In cosa consiste » Secondo il testo sul ragù napoletano, da dove deriverebbe il nome della genovese, il piatto napoletano di cipolle?

Testo della pagina »
Piazza della Carità, davanti alla Pignasecca, mi ha fatto precipitare direttamente nel centro della sera e della festa napoletana. Ci siamo ritrovati, ancora una volta, nel centro storico di Napoli, ancora una volta a Mezzocannone. Qui, in un via vai di persone e locali, si trova Tandem Ragù (uno dei tanti, l'unico d'asporto), un locale dove il ragù si riversa in tutte le pietanze, nelle polpette, nella pasta, nel panino o così com'è. Davanti, una poesia napoletana sul ragù, quello vero (N.B il ragù napoletano è molto diverso da quello bolognese), e i dieci comandamenti, ovviamente sul ragù. La mia guida mi ha consigliato la genovese, che di genovese, per una genovese come me, non ha proprio niente. Genovese, a Napoli, è il piatto di cipolle cotte in padelle e caramellate. Alcune leggende raccontano che il nome deriva dal carico di cipolle che ha inventato il piatto. Il carico, dicono, veniva da Genova. Per non perdermi niente mi sono presa non la pasta alla genovese ma un piatto che aveva tutta l’aria e il nome di Napoli: il cuzzietello. Ancora una volta la cucina napoletana non si è smentita, la sua pesantezza soddisfatta è rimasta e me la sono portata, dopo, in giro per il centro, a festeggiare la mia prima sera.

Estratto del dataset
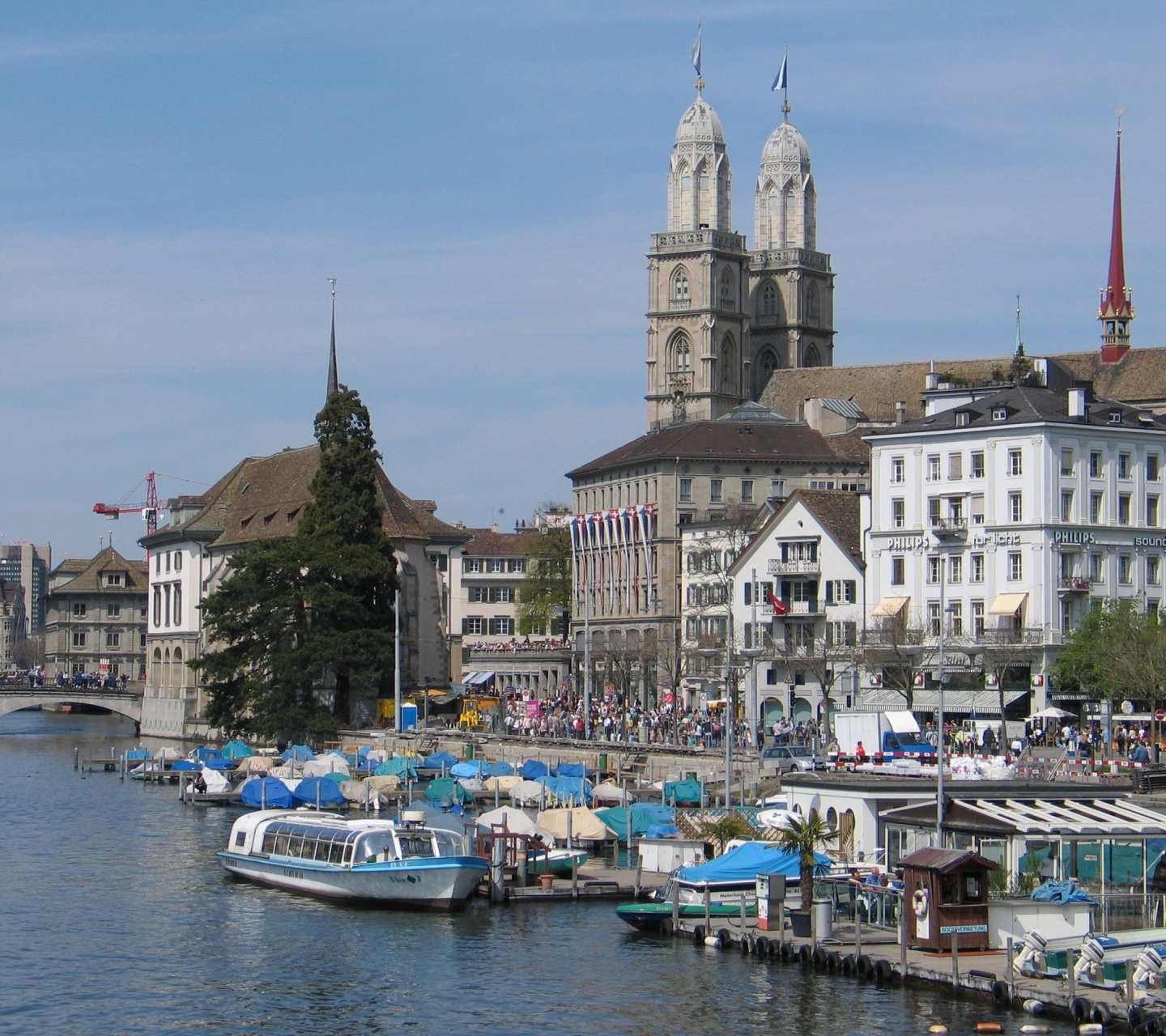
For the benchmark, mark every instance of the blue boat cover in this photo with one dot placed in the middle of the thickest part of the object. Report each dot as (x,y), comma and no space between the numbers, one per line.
(217,762)
(577,789)
(329,792)
(270,790)
(747,861)
(439,760)
(683,792)
(1060,892)
(644,816)
(442,788)
(397,767)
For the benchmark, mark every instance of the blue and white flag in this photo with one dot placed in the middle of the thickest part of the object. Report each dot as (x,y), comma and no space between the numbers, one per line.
(781,82)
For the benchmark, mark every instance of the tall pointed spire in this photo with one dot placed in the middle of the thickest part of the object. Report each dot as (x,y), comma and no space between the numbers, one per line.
(333,384)
(1116,299)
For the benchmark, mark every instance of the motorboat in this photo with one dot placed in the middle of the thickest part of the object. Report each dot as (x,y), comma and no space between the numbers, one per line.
(394,863)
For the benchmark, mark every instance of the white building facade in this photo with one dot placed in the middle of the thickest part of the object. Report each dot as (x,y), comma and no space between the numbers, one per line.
(1002,519)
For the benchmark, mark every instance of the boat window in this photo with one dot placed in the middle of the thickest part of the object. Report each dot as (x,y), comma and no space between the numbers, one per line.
(415,845)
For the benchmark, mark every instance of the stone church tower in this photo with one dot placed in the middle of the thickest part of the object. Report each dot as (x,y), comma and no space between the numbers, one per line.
(722,318)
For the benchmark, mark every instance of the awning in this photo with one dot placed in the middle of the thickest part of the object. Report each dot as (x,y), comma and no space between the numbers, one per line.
(890,606)
(1007,604)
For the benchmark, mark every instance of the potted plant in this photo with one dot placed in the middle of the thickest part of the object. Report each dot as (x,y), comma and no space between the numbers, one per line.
(802,838)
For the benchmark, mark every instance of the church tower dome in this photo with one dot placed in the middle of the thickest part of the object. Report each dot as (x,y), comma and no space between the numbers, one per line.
(699,180)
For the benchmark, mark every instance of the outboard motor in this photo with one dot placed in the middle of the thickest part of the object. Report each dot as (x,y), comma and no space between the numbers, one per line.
(1031,961)
(1147,972)
(1089,966)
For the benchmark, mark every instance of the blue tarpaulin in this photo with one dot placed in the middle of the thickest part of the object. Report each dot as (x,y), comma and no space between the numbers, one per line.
(439,760)
(1060,892)
(644,816)
(270,792)
(398,767)
(317,792)
(747,861)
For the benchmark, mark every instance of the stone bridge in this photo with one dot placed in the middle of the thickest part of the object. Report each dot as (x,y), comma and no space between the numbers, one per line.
(125,703)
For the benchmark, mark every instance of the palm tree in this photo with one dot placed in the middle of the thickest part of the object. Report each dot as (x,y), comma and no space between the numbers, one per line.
(802,838)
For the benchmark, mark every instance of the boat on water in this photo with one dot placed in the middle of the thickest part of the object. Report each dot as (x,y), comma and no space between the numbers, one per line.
(405,863)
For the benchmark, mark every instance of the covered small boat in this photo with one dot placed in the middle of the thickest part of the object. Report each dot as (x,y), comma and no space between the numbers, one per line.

Risposta completa » Secondo alcune leggende, il nome deriva dal carico di cipolle che ha inventato il piatto. Si dice che quel carico venisse da Genova.